• **Direction 1**
Reproduce the records verbatim, covering only the stretch from the line containing "the low vegetation" through the end of the records.
start Selection
As part of our series examining the automotive sector, we asked Dominic Charles, MD of Audience Intelligence & Marketing Science at media agency Wavemaker, to provide an overview of what econometric analysis tells us about the category.
Using data from the Media Mix Navigator – a tool that’s fuelled by econometric data from 52 EssenceMediacom, Wavemaker, Mindshare and Gain Theory client brands, totalling £2.2 billion of media spend over 3 years - Dominic delves into what matters in terms of short and long term ROI and the factors that influence the optimal media-mix in the auto sector.
ROI varies by sector
One of the first things you can notice from using the Media Mix Navigator is that ROI varies significantly from category to category.
Taking automotive as an example, the short-term revenue advertising ROI is typically around 15:1 (dependent on exactly how you set up the scenario in the tool) with total ROI including long-term effects being 75:1.
Comparing that to FMCG the differences are stark with expected ROIs of 1.3 and 3.0 in the short and long term respectively.
It’s worth noting that the value of the product makes a huge difference in terms of revenue ROI. Obviously, cars are much more costly than toothpastes and therefore generate more revenue. This analysis doesn’t take into account the profit margin on each product which will typically put things on a much more even footing.
Automotive’s optimal media mix
As well as impacting total ROI, sector affects optimal media mix.
If we look at the optimised spend for brands of equivalent scale and equivalent spend, we can see the optimal mix varies greatly across categories.
One of the sectors that varies most from the average is automotive. The chart below, based on data from the Media Mix Navigator, shows the optimal automotive mix for a brand spending £20m and how that indexes compared with the average brand at the same spend level across all categories (where in the below chart the index for TV means that it commands X1.19 the share compared to the average brand.)
We can see immediately there are some clear areas where automotive varies from the ‘average’ brand. The first is AV (TV & Broadcaster VOD) which combined account for 71% of the optimal media spend - around 10 percentage points more than the optimal mix for an average brand and representing one of the highest AV shares of any category in the Media Mix Navigator databank.
end Selection
start Working data
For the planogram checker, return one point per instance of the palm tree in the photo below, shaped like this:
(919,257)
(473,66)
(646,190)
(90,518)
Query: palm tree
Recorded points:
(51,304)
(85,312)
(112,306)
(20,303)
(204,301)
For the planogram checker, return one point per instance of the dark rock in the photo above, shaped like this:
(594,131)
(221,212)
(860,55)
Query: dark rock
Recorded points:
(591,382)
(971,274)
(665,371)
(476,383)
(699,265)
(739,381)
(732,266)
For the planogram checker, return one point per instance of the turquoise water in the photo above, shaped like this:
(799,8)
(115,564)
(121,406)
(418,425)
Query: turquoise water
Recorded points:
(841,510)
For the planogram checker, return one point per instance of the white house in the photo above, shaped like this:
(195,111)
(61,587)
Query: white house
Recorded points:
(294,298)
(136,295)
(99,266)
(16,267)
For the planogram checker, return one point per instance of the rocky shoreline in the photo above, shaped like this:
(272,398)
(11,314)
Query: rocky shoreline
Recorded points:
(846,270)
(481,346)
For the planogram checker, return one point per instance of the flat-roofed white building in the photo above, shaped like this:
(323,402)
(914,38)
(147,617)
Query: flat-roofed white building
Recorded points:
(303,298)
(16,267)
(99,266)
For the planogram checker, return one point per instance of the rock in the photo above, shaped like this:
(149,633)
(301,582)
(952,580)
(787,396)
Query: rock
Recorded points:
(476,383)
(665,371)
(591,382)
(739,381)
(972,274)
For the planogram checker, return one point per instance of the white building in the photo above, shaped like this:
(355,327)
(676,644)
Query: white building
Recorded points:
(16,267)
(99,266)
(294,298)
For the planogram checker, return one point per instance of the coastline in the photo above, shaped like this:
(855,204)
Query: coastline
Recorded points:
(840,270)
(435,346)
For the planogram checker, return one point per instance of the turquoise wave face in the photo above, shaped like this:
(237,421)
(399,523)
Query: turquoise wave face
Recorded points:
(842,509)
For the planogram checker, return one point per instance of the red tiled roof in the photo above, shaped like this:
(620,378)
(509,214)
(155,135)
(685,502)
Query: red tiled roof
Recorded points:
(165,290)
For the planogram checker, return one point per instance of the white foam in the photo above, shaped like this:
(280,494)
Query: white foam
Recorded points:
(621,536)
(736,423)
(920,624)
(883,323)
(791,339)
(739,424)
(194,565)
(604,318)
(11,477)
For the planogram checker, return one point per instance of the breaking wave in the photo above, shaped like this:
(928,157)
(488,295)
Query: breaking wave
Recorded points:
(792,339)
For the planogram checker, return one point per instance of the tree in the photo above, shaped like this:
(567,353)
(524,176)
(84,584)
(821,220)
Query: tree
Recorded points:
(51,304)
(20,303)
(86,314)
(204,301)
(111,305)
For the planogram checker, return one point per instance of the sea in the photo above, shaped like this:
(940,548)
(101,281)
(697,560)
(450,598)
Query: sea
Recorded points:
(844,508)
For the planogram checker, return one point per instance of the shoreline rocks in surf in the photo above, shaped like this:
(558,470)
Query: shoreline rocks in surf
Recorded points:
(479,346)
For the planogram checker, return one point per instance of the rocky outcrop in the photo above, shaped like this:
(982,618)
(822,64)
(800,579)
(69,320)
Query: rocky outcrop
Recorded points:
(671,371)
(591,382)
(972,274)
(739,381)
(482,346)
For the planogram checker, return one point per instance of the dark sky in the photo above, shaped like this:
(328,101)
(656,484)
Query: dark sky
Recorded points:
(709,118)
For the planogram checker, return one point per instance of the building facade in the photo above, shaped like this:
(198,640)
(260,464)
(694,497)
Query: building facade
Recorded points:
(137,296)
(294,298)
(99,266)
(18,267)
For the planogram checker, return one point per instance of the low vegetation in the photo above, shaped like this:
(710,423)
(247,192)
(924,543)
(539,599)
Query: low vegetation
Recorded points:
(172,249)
end Working data
• **Direction 2**
Extend the article on automotive advertising ROI and optimal media mix, picking up right after its last sentence.

• **Final result 1**
For the planogram checker, return one point per instance of the low vegetation in the photo above, shaped like this:
(710,423)
(247,192)
(924,543)
(539,599)
Query: low vegetation
Recorded points:
(172,249)

• **Final result 2**
This is not surprising given AV’s unique strengths and the nature of the automotive category.
Firstly, automotive is a naturally visual category therefore showcasing your model and its features in large screen, sound on, high attention format will naturally be an advantage – more so than if you were, say, advertising health insurance.
But another important dynamic which naturally favours the use of AV is purchase frequency.
Long-term media power
Cars are, obviously, an infrequent, high value purchase.
The infrequency of purchase has been compounded in recent years as around 92% of car purchases now involve some sort of finance agreement  meaning consumers are out of market for years at a time, regardless of how compelling any advertising is. This means that channels such as TV, that can create longer-term priming effects will naturally be more effective in this category as they can keep the brand salient for when the consumer is next in market.
The emotive power of these channels to create long-term behaviour change is also particularly powerful given this dynamic and we see this in automotive’s long-term ROI multiplier  being substantially larger than the equivalent for the other categories (see chart below).
Prominence of print
With an index of 237, another noticeable channel within the optimal mix in the automotive sector is print. (This index means that it commands X2.37 the share compared to the average brand.)
Partly, as with a number of the channels that index well, this will be a function of print being a visual medium which obviously suits itself to showing off the latest model of car.
However, the other area that bolsters print for automotive is the strength of specialist titles. Titles such as Top Gear Magazine, Autotrader and Autocar are still able to reach relatively scaled, but highly targeted, in-market audiences and provide an avenue for automotive brands. This high-interest aspect of autos is less prominent in other categories.
That said, print is also one of the areas where the actual category spend most starkly differs from the optimum, a trend which is present across the databank which suggests brands have generally disinvested in print more quickly than print’s effectiveness would suggest, particularly in automotive.
Negligible impact of generic search
A final clear point of contrast with the other categories is the impact that generic (unbranded) search has for automotive brands. It doesn’t really feature.
However, this is not surprising as searching generically for ‘new car’ in Google is a relatively unusual behaviour in a way that searching for ‘mortgages’ is not. As an example, there are nearly 10x as many searches for ‘BMW’ as there are for ‘new car’ . Therefore, because people search directly for the brands and not search generically in the category, there is just less search interest for generic PPC to scoop up and so it’s a lower proportion of the optimal spend.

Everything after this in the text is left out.